◆ **EXERCISE BRIEF**: Line by line, transcribe the data below exactly and pass over the images.

*** Opening RECORDED DATA ***

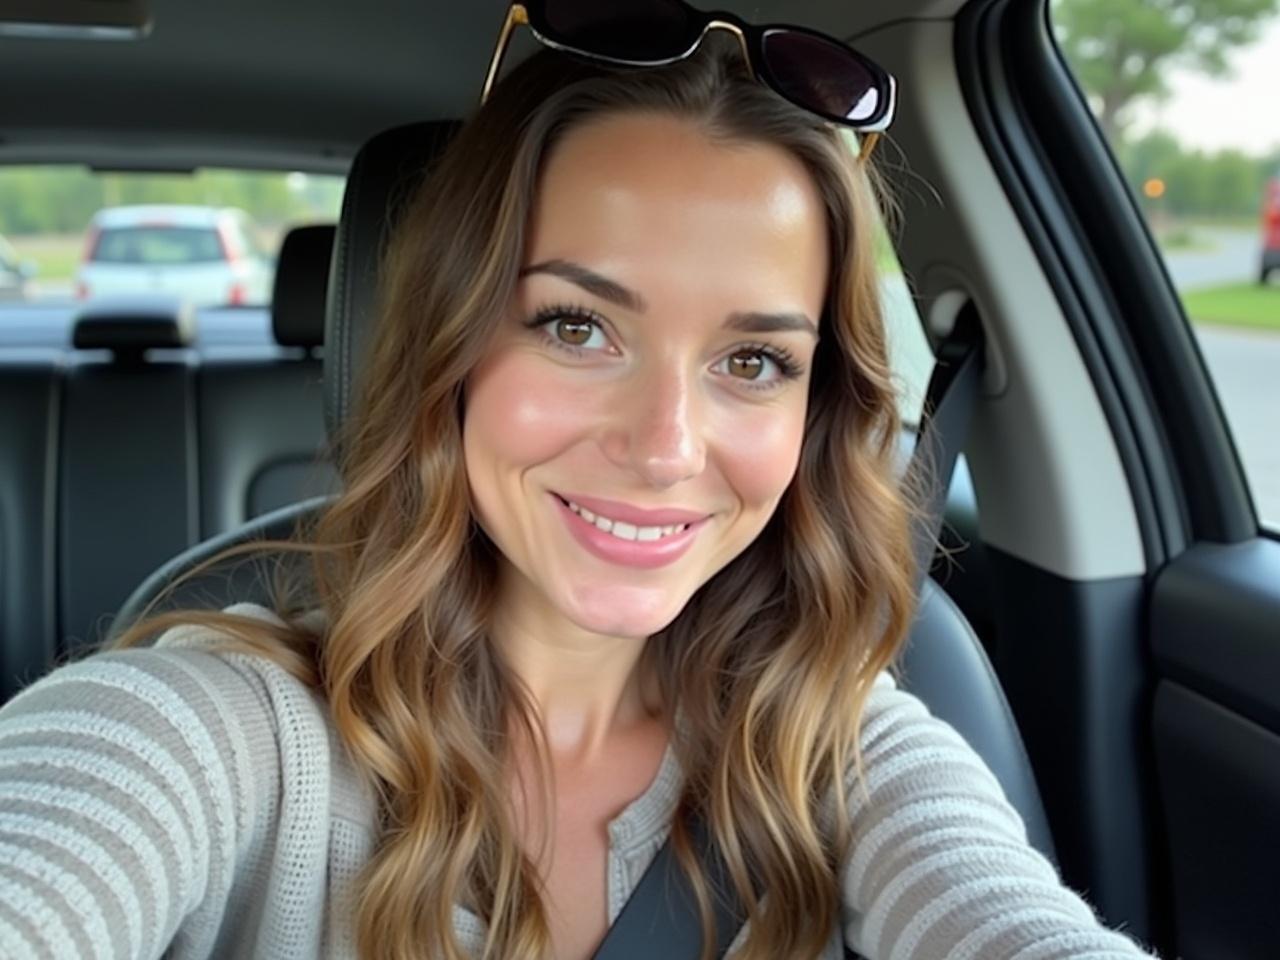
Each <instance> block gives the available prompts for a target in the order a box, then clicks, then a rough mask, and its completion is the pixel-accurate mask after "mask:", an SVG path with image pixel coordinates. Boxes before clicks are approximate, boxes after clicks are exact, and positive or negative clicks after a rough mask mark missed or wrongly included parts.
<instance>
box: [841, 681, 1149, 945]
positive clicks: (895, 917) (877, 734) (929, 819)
mask: <svg viewBox="0 0 1280 960" xmlns="http://www.w3.org/2000/svg"><path fill="white" fill-rule="evenodd" d="M861 742H863V751H864V758H863V759H864V769H865V781H864V782H863V783H859V782H856V781H854V782H851V786H850V790H849V803H850V808H851V812H852V826H854V844H852V850H851V855H850V860H849V863H847V865H846V868H845V874H844V878H842V892H844V927H845V942H846V945H847V946H849V947H850V948H852V950H855V951H858V952H859V954H861V955H863V956H864V957H867V959H868V960H891V959H892V960H925V959H928V960H977V959H978V957H982V959H983V960H986V959H987V957H1010V959H1011V957H1016V960H1064V959H1065V957H1071V959H1073V960H1075V959H1083V957H1088V959H1089V960H1112V959H1114V960H1121V959H1130V960H1132V959H1133V957H1147V956H1149V955H1148V954H1144V952H1143V951H1142V950H1140V948H1139V947H1138V946H1137V945H1135V943H1134V942H1133V941H1132V940H1129V938H1128V937H1125V936H1123V934H1120V933H1116V932H1115V931H1111V929H1107V928H1106V927H1103V925H1101V924H1100V922H1098V919H1097V916H1096V914H1094V913H1093V910H1092V909H1091V908H1089V905H1088V904H1087V902H1085V901H1084V900H1083V899H1082V897H1080V896H1079V895H1078V893H1075V892H1073V891H1071V890H1069V888H1066V887H1065V886H1064V884H1062V882H1061V879H1060V878H1059V876H1057V872H1056V870H1055V868H1053V865H1052V864H1051V863H1050V861H1048V860H1047V859H1046V858H1044V856H1043V855H1041V854H1039V852H1038V851H1037V850H1036V849H1034V847H1033V846H1032V845H1030V844H1029V842H1028V840H1027V828H1025V826H1024V824H1023V820H1021V818H1020V817H1019V815H1018V813H1016V812H1015V810H1014V808H1012V806H1011V805H1010V804H1009V801H1007V800H1006V799H1005V795H1004V791H1002V790H1001V787H1000V783H998V782H997V781H996V777H995V776H993V774H992V773H991V771H989V769H988V768H987V765H986V764H984V763H983V762H982V759H980V758H979V756H978V754H977V753H974V750H973V749H972V748H970V746H969V745H968V744H966V742H965V741H964V740H963V739H961V737H960V735H959V733H956V731H955V730H954V728H952V727H951V726H950V724H947V723H946V722H943V721H941V719H938V718H936V717H932V716H931V714H929V712H928V709H927V708H925V707H924V704H923V703H920V700H919V699H916V698H915V696H913V695H911V694H908V692H906V691H902V690H899V689H897V687H896V685H895V684H893V680H892V678H891V677H890V676H888V675H887V673H883V675H881V677H879V678H878V680H877V682H876V686H874V689H873V691H872V695H870V698H869V700H868V707H867V713H865V719H864V726H863V735H861ZM864 786H865V792H864V788H863V787H864Z"/></svg>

*** Closing RECORDED DATA ***

◆ **RESPONSE**:
Each <instance> block gives the available prompts for a target in the order a box, then clicks, then a rough mask, and its completion is the pixel-accurate mask after "mask:", an SVG path with image pixel coordinates. Boxes before clicks are approximate, boxes after clicks are exact, and positive or negative clicks after a rough mask mark missed or wrongly included parts.
<instance>
box: [841, 681, 1149, 945]
positive clicks: (895, 917) (877, 734) (929, 819)
mask: <svg viewBox="0 0 1280 960" xmlns="http://www.w3.org/2000/svg"><path fill="white" fill-rule="evenodd" d="M861 742H863V751H864V758H863V759H864V769H865V781H864V782H863V783H859V782H856V781H854V782H851V786H850V790H849V803H850V808H851V812H852V826H854V844H852V850H851V855H850V860H849V863H847V865H846V868H845V874H844V878H842V892H844V927H845V942H846V945H847V946H849V947H850V948H852V950H855V951H858V952H859V954H861V955H863V956H864V957H867V959H868V960H891V959H892V960H925V959H928V960H977V959H978V957H982V959H983V960H986V959H987V957H1010V959H1011V957H1016V960H1064V959H1065V957H1071V959H1073V960H1075V959H1083V957H1088V959H1089V960H1112V959H1114V960H1121V959H1130V960H1132V959H1133V957H1147V956H1149V955H1148V954H1144V952H1143V951H1142V950H1140V948H1139V947H1138V946H1137V945H1135V943H1134V942H1133V941H1132V940H1129V938H1128V937H1125V936H1123V934H1120V933H1116V932H1115V931H1111V929H1107V928H1106V927H1103V925H1101V924H1100V922H1098V919H1097V916H1096V914H1094V913H1093V910H1092V909H1091V908H1089V905H1088V904H1087V902H1085V901H1084V900H1083V899H1082V897H1080V896H1079V895H1078V893H1075V892H1073V891H1071V890H1069V888H1066V887H1065V886H1064V884H1062V882H1061V879H1060V878H1059V876H1057V872H1056V870H1055V868H1053V865H1052V864H1051V863H1050V861H1048V860H1047V859H1046V858H1044V856H1043V855H1041V854H1039V852H1038V851H1037V850H1036V849H1034V847H1033V846H1032V845H1030V844H1029V842H1028V840H1027V828H1025V826H1024V824H1023V820H1021V818H1020V817H1019V815H1018V813H1016V812H1015V810H1014V808H1012V806H1011V805H1010V804H1009V801H1007V800H1006V799H1005V795H1004V791H1002V790H1001V787H1000V783H998V782H997V781H996V777H995V776H993V774H992V773H991V771H989V769H988V768H987V765H986V764H984V763H983V762H982V759H980V758H979V756H978V754H977V753H974V750H973V749H972V748H970V746H969V745H968V744H966V742H965V741H964V740H963V739H961V737H960V735H959V733H956V731H955V730H954V728H952V727H951V726H950V724H947V723H946V722H943V721H941V719H938V718H936V717H932V716H931V714H929V712H928V709H927V708H925V707H924V704H923V703H920V700H919V699H916V698H915V696H913V695H911V694H908V692H906V691H902V690H899V689H897V687H896V685H895V684H893V680H892V678H891V677H890V676H888V675H887V673H883V675H881V677H879V678H878V680H877V682H876V686H874V689H873V691H872V695H870V698H869V700H868V707H867V713H865V719H864V726H863V735H861ZM864 786H865V792H864V788H863V787H864Z"/></svg>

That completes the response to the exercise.